▶ WHAT TO DO
Reproduce the records starting at the line that contains "As a warehouse robot's perception module, locate mountain" and ending at the line that contains "289, 155, 540, 202", both included, leaving each request unchanged. Scale every bounding-box coordinate in the answers by 2.55, rounding to the nearest whole number with halves rounded up, and give only these lines.

········

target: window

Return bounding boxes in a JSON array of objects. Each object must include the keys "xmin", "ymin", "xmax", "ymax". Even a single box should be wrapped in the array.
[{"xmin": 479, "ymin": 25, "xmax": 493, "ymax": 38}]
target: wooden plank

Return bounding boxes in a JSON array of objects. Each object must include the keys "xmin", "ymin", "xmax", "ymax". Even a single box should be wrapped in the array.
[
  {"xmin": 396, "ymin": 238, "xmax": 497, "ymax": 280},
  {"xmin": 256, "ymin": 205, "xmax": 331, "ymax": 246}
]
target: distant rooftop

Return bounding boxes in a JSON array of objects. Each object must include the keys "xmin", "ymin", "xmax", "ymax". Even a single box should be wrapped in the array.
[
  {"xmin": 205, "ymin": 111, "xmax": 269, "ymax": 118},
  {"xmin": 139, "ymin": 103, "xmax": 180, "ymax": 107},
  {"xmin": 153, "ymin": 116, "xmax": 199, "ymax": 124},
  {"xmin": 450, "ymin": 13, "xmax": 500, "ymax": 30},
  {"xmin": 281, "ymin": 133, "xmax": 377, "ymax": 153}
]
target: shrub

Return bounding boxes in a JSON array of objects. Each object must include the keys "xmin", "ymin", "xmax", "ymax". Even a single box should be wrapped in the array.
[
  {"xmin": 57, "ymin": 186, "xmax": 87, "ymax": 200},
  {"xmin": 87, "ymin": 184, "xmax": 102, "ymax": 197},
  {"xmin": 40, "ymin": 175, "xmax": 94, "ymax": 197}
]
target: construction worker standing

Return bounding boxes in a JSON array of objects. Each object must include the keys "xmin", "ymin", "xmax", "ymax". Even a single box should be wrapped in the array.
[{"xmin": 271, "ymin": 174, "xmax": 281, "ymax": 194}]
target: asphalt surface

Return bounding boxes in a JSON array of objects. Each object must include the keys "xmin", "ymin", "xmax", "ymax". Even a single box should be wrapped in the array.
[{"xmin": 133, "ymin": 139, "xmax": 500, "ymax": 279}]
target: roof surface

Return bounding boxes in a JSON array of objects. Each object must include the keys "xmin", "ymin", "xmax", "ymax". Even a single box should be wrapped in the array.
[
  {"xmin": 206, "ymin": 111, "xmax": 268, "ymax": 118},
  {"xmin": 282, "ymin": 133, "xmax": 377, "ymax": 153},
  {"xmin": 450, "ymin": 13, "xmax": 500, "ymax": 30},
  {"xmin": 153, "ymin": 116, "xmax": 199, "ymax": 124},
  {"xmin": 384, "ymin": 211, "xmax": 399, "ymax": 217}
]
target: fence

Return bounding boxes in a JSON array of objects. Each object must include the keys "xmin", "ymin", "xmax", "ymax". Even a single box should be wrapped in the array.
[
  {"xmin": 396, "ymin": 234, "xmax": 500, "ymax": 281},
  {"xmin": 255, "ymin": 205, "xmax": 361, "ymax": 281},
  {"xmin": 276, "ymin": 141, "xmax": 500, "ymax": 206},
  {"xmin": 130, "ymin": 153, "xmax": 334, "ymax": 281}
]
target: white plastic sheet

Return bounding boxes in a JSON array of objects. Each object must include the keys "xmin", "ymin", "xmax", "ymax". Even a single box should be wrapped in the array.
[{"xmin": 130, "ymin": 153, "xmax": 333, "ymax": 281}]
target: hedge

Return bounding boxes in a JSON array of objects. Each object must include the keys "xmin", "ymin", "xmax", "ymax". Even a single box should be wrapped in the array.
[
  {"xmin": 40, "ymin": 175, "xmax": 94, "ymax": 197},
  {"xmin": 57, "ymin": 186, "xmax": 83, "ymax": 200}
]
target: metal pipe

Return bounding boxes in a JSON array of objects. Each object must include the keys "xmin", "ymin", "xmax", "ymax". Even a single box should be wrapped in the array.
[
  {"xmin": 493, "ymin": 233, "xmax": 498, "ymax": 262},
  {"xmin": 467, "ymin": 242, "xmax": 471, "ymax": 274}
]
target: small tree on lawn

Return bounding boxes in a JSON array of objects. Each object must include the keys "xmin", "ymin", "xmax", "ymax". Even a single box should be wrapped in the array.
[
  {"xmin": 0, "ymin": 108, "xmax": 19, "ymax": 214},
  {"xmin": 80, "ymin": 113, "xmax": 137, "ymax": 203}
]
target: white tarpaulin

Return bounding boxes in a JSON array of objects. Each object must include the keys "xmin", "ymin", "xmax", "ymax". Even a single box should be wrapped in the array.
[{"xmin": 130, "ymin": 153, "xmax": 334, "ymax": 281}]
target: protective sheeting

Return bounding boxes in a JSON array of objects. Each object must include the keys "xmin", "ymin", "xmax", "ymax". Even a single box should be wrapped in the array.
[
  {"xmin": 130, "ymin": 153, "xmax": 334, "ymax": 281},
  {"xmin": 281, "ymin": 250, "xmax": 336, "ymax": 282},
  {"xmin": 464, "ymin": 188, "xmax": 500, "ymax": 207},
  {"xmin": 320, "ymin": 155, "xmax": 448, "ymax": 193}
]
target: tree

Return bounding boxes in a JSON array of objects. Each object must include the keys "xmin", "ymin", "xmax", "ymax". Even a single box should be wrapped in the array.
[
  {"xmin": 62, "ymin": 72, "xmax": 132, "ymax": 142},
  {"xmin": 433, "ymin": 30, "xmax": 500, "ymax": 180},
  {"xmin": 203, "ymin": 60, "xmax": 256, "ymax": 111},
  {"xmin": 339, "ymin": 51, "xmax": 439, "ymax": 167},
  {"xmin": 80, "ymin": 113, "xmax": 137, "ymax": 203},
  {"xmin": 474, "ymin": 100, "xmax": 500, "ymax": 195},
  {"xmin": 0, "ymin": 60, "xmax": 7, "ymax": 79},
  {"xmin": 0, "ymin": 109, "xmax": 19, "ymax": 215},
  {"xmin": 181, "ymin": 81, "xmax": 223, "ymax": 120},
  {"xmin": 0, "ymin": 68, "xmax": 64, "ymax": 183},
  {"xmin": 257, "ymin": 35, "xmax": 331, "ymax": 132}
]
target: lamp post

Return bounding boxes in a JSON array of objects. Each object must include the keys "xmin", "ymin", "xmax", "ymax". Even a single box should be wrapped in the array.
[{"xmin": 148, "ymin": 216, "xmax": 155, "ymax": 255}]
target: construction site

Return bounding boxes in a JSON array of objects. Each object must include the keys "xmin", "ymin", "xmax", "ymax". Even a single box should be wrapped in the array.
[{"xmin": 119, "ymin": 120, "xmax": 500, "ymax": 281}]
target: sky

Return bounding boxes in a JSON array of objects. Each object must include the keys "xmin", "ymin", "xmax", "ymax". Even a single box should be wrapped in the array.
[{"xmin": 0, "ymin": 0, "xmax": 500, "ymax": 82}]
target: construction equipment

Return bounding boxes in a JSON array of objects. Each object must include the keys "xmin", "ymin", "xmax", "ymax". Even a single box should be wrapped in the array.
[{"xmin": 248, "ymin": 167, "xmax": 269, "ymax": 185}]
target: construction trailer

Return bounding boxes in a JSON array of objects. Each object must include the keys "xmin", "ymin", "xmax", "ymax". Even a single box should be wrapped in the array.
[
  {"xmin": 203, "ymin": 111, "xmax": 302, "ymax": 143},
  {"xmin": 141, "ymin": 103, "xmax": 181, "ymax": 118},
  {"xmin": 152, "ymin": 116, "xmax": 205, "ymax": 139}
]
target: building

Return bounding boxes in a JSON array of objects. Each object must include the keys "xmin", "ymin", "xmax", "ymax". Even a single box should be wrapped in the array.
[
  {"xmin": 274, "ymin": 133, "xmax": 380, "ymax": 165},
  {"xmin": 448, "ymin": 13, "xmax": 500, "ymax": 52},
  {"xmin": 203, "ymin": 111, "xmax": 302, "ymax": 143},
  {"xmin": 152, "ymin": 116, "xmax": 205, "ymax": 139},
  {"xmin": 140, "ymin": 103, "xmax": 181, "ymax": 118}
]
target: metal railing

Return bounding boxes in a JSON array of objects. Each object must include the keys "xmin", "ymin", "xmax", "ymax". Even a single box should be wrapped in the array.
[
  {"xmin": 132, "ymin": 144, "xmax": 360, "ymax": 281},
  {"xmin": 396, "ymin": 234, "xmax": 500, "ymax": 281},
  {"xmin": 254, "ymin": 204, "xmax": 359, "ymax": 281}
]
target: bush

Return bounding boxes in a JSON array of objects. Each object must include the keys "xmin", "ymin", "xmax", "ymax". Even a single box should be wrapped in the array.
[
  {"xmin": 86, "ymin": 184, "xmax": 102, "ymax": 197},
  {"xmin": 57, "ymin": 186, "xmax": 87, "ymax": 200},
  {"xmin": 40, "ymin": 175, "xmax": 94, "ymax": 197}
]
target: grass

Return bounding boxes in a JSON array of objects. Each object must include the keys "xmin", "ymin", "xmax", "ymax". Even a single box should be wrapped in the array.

········

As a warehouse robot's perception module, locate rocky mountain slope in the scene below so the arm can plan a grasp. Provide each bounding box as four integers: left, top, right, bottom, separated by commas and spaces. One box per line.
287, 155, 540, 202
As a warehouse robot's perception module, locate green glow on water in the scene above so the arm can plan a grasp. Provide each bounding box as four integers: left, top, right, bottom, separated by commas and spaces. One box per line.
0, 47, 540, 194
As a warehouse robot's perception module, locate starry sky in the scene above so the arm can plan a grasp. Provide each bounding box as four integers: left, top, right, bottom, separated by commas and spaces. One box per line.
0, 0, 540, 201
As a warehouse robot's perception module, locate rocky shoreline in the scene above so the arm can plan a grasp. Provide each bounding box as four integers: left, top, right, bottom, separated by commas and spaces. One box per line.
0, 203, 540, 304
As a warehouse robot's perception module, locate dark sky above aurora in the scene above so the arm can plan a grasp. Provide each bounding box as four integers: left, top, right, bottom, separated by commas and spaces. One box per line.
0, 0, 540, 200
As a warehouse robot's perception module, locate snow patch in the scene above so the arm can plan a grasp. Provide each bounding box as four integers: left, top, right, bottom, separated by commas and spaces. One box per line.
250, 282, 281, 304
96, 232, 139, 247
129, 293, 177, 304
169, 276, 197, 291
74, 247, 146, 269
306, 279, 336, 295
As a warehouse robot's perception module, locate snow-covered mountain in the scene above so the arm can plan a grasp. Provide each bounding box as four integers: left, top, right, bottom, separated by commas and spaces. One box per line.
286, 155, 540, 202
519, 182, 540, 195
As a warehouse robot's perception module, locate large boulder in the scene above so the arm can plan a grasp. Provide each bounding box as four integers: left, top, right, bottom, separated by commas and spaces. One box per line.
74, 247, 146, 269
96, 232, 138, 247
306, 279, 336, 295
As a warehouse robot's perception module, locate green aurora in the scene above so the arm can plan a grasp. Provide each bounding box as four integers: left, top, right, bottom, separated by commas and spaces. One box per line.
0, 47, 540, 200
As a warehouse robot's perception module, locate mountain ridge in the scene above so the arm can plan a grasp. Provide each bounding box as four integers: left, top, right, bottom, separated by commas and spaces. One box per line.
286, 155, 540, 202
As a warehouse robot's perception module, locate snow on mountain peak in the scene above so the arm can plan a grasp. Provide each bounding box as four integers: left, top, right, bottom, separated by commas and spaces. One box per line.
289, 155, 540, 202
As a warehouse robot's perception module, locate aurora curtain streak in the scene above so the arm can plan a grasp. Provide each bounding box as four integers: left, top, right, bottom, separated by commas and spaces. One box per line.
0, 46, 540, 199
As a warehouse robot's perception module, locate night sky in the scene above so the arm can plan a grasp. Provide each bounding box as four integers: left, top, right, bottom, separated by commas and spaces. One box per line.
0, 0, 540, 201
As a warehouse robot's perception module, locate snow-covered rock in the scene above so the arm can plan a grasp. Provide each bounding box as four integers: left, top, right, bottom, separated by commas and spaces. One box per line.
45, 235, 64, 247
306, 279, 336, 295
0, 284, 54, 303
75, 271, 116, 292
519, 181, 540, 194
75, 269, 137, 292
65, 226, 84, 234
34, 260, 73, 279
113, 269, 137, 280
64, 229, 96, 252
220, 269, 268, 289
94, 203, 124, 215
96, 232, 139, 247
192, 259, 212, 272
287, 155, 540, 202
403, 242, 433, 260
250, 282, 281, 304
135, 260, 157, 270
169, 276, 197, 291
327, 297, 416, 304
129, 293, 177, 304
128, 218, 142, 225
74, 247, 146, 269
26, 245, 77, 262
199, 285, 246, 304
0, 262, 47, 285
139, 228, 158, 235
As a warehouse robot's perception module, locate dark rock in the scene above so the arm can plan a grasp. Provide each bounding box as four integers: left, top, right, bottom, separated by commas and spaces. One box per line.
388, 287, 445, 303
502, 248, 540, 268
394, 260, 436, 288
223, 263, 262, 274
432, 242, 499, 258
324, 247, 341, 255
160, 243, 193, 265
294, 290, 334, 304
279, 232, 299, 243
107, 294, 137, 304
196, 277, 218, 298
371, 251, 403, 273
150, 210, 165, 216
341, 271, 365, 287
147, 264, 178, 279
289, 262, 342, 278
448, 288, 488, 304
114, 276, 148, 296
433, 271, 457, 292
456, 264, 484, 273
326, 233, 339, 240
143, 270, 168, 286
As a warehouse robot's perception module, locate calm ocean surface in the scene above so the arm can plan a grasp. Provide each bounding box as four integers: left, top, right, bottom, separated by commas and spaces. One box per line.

········

▶ TASK RESULT
As a warehouse robot's perception module, locate mountain ridge in the scene above so the arm can plan a grasp. Provide each bounding box as four integers: left, top, right, bottom, separated by commas and spaces. One box per line.
729, 395, 1377, 515
As a warehouse robot's perception module, locate snow on mountain peak in the scene above so the arm can plan a grasp. Provide each bounding box as four integers: left, top, right, bottom, separated by commas and spaces. One box per line.
737, 395, 1377, 515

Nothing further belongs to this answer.